## PROBLEMS TO SOLVE
a) Answer these questions about the pull request discussion on removing the cu::Context class, one per line:
(i) After the change, where is context management done?
(ii) What happens to the Context code when building in HIP mode?
(iii) According to john-romein, what idea does the change move away from?
b) In the pull request discussion on removing the cu::Context class, write out the part from "csbnw · 2025-02-06T07:51:38Z" to "really an issue." again, switching "main branch" to "development branch".
c) Resume the pull request discussion on removing the cu::Context class, carrying it on from its last sentence.

Remove cu::Context class #316

csbnw · 2025-02-05T09:28:48Z

Remove the cu::Context class. The Context Management is now done in the constructor of the cu::Device class.
When a Primary Context was already active, e.g. when combining cudawrappers with the NVIDIA Runtime API, that context is retained. If not, a new Context is created.

Some tests had to be removed, while others were adapted slightly. When building in HIP mode, the Context code is disabled. The code is tested locally on NVIDIA en AMD en all pass.

Description

Related issues:

Instructions to review the pull request

Check that CHANGELOG.md has been updated if necessary

john-romein · 2025-02-05T20:48:44Z

I do not think that I like it. It is a major deviation from the idea to stay close to the CUDA driver API. Also, it breaks basically all the libraries and applications that we have.

csbnw · 2025-02-06T07:51:38Z

Going forward, I see a couple of options. In no particular order:

Don't merge the suggested changed
Keep the cu::Context, as is
Keep the cu::Context, but make all functions no-ops
Proceed with merging this code

For 1. and 2., we would also have to revert the deprecation message to improve the user experience.

I would be strongly in favour of option 3. or 4. Option 3. maintains compatibility with existing code, but could also confuse the user. People arguably shouldn't use the main branch and instead use any of the released versions. If they stick to an older version, API changes are not really an issue.

## DATA ROWS
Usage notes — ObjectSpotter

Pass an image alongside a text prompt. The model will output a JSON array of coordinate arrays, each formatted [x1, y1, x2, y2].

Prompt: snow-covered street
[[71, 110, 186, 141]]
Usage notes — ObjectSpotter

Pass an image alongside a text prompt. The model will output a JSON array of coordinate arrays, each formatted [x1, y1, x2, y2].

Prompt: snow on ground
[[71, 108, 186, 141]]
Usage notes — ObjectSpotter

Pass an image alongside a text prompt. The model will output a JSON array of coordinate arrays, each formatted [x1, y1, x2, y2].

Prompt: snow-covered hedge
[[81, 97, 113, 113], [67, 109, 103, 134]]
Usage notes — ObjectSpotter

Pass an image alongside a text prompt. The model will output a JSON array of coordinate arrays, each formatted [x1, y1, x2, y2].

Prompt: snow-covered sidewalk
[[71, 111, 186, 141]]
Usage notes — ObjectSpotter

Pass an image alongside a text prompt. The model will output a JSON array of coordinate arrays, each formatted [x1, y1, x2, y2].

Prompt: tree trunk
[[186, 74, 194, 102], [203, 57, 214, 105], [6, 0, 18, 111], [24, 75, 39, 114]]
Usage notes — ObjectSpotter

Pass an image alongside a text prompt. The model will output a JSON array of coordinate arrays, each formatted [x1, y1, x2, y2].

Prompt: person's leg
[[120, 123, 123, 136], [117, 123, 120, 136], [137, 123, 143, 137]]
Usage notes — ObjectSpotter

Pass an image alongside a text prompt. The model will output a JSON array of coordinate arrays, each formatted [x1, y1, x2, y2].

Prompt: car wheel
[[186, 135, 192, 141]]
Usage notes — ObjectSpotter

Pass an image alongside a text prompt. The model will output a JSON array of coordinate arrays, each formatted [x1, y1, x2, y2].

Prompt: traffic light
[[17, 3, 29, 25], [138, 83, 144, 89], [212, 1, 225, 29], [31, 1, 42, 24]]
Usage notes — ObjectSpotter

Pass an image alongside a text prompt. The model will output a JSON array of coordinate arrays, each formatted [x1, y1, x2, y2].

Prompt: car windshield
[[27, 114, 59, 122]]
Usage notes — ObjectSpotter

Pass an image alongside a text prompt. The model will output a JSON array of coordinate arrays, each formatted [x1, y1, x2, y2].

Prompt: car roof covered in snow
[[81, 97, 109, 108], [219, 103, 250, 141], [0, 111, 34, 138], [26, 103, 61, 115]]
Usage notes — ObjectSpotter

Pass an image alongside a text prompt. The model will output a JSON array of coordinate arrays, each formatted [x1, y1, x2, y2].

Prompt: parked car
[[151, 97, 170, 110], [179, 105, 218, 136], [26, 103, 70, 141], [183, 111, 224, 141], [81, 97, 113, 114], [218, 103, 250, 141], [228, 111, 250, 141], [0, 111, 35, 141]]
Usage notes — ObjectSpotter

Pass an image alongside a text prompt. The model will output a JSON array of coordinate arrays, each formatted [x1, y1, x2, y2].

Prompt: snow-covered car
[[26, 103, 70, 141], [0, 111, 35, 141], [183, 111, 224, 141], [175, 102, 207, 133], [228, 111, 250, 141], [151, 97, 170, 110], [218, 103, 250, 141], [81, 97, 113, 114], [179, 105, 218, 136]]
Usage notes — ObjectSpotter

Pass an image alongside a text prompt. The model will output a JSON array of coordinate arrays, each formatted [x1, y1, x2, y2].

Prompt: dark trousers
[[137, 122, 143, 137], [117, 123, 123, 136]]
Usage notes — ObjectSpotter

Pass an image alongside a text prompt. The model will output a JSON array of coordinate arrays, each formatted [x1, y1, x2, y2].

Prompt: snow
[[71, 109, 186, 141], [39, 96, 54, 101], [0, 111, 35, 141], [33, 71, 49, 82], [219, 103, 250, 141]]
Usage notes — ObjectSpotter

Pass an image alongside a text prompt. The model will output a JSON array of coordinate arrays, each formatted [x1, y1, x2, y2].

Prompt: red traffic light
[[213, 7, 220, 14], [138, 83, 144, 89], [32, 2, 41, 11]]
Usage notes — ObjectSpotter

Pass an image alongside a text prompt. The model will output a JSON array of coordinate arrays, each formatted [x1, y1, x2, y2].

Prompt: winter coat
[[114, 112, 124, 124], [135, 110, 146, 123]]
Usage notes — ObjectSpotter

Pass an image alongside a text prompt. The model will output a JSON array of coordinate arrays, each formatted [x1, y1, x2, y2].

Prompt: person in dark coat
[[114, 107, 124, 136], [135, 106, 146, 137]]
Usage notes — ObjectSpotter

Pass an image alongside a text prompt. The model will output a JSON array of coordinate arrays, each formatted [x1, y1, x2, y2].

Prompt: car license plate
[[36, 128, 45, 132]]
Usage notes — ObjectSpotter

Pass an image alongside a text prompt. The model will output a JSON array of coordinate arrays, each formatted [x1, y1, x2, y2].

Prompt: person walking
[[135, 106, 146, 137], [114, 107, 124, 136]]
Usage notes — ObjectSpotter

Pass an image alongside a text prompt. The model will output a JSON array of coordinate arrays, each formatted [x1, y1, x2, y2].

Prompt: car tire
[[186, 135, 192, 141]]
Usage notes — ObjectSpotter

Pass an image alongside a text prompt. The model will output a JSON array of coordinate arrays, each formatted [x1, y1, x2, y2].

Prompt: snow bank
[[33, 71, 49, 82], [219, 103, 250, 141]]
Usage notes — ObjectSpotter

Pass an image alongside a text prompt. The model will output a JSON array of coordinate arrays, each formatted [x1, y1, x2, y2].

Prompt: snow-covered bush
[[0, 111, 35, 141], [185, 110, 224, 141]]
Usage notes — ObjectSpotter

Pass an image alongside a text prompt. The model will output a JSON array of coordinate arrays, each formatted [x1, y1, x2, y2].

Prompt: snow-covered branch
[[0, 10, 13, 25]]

## TASK-BY-TASK RESULTS
a)
(i) In the constructor of the cu::Device class.
(ii) It is disabled.
(iii) The idea to stay close to the CUDA driver API.

b)
csbnw · 2025-02-06T07:51:38Z

Going forward, I see a couple of options. In no particular order:

Don't merge the suggested changed
Keep the cu::Context, as is
Keep the cu::Context, but make all functions no-ops
Proceed with merging this code

For 1. and 2., we would also have to revert the deprecation message to improve the user experience.

I would be strongly in favour of option 3. or 4. Option 3. maintains compatibility with existing code, but could also confuse the user. People arguably shouldn't use the development branch and instead use any of the released versions. If they stick to an older version, API changes are not really an issue.

c)
There is one thing that still may be need to be addressed for 3. or 4., the cu::Context::setCurrent. Some codes need it. In case of option 3., this won't work as there will be no CUcontext left. We would have to add something like cu::Device::setCurrentContext.

include/cudawrappers/cu.hpp

matmanc · 2025-02-06T08:49:03Z

If we leave it as is we should print something during compilation when using HIP.

The context functions are doing nothing...

john-romein · 2025-02-06T09:07:01Z

Can't we just make them noops for AMD only? Can a Context::setCurrent() be safely ignored on AMD GPUs?

The Context Management is now done in the constructor of the cu::Device class.

To this end, even when the primary context is retained, the returned Cucontext object must be stored in the _context_manager.

With HIP on an AMD GPU, allocating CU_MEMORYTYPE_UNIFIED has type CU_MEMORYTYPE_HOST, causing the check to fail. It is weird that this didn't cause problems before changing the Context class. Alternatively, we could query and store the memory type in the constuctor.

for more information, see https://pre-commit.ci

csbnw · 2025-02-06T15:11:18Z

@matmanc

If we leave it as is we should print something during compilation when using HIP.

The context functions are doing nothing...

and @john-romein

Can't we just make them noops for AMD only? Can a Context::setCurrent() be safely ignored on AMD GPUs?

Can you check the latest code to see how I solved it? There is no need for no-ops. Both in CUDA and HIP mode, you can use the same cu::Device interface.

The only difference between the two is that CUDA will complain about an invalid device context when you try to use the device without calling cuCtxSetCurrent first. This can now be done with the new Device::ctxSetCurrent function. With HIP, nothing happens (the code will just work). I added test cases to test_cu for these scenarios.

wvbbreu

I have a couple of minor code suggestions. I agree that the flood of deprecated messages is frustrating, so I support finding a better solution as soon as possible.

I do agree with @john-romein that these changes will have a significant impact, maybe even warranting a release bump to 1.x.x. Based on that, I have two suggestions:

Delay the changes to a later version of cudawrappers and first release 0.9.0, either with or without the deprecated messages.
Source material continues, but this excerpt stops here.